● **Text to read**:

"""

The 8th Youth Chess Composing Challenge is on the way! The youngest contributors to chess art (born 2001 and younger) were offered three different sections to inspire their creations till June 10, with five special prizes of 500 Euros vouchers each for the best representatives of the five most successful countries.

The vouchers donated by the Fujairah government will be used for development of young talents, helping them to take part in the main WFCC events 2025: World Congress of Chess Composition, World Chess Solving Championship or European Chess Solving Championship. The results of the 8th YCCC will be announced on August 2, 2024, at the closing ceremony of the World Congress of Chess Composition in Jurmala.

The tradition of YCCC was established in 2016 to stimulate young minds and to mentor their work. In 2024 not less than 12 well known experts in the field (FIDE grandmasters, international masters and masters of chess composition) will be engaged to comment and evaluate creations of young participants from all around the world.

There are three sections: one with the set thematic condition, and two without any restrictions.

Section A is for original problems in 2 moves, with three adjacent black pawns in the same rank and the black King at least three ranks below them. In the solution, each black pawn should move and allow a different mate by White.

"""

● **Written task 1**: Reproduce the passage on the youth chess composing challenge, everything from "The 8th Youth" down to "Composition in Jurmala.".
● **Written task 2**: Carry on writing the youth chess composing challenge announcement from the point where it stops.

● **Material provided**:
"""

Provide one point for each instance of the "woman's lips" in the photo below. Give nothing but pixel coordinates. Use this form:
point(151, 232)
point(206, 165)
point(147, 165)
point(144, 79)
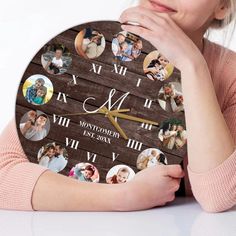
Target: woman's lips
point(160, 7)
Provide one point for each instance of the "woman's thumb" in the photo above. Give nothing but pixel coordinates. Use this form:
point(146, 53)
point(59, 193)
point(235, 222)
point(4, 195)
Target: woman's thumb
point(175, 171)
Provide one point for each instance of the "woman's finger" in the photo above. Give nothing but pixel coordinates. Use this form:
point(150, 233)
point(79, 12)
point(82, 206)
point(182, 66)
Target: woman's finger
point(139, 30)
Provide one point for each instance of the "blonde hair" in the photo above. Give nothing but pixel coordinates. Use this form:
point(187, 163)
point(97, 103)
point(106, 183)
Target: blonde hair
point(230, 17)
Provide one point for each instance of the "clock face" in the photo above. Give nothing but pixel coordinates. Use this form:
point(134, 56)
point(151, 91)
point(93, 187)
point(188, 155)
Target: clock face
point(99, 104)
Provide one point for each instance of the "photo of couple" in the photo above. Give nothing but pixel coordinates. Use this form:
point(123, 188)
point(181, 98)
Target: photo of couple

"""

● **Final result 1**:
The 8th Youth Chess Composing Challenge is on the way! The youngest contributors to chess art (born 2001 and younger) were offered three different sections to inspire their creations till June 10, with five special prizes of 500 Euros vouchers each for the best representatives of the five most successful countries.

The vouchers donated by the Fujairah government will be used for development of young talents, helping them to take part in the main WFCC events 2025: World Congress of Chess Composition, World Chess Solving Championship or European Chess Solving Championship. The results of the 8th YCCC will be announced on August 2, 2024, at the closing ceremony of the World Congress of Chess Composition in Jurmala.

● **Final result 2**:
Why was this unusual condition proposed? The primary goal is to invent something original, as a composer has to avoid repeating the same or very similar content his predecessors have created over more than 170 years of development of the orthodox #2. Searching through the databases is difficult, even for experienced composers. That’s why a very rarely explored pattern was selected.

To find such a pattern the Albrecht collection was used. The largest database for two-movers was founded by the late Herman Albrecht (on paper cards) and later extended by Hans-Dieter Leiss to classify around 85.000 #2s. Next, the huge voluntary work was done by the GM Composer Udo Degener to make the collection almost three times bigger, to digitalize it and make it a free online database!

At the moment, the Albrecht collection with almost 300,000 #2s by more than 15,000 composers, contains only five examples of the YCCC-8 thematic condition. All of them are presented and explained in the 8th YCCC Announcement, so there is plenty of room for originality. The five discovered examples present only three different locations of the black King (in relation to the pawns) out of 28 possible ones. It means that any presentation of the theme in remaining 25 matrices may be treated as a new record!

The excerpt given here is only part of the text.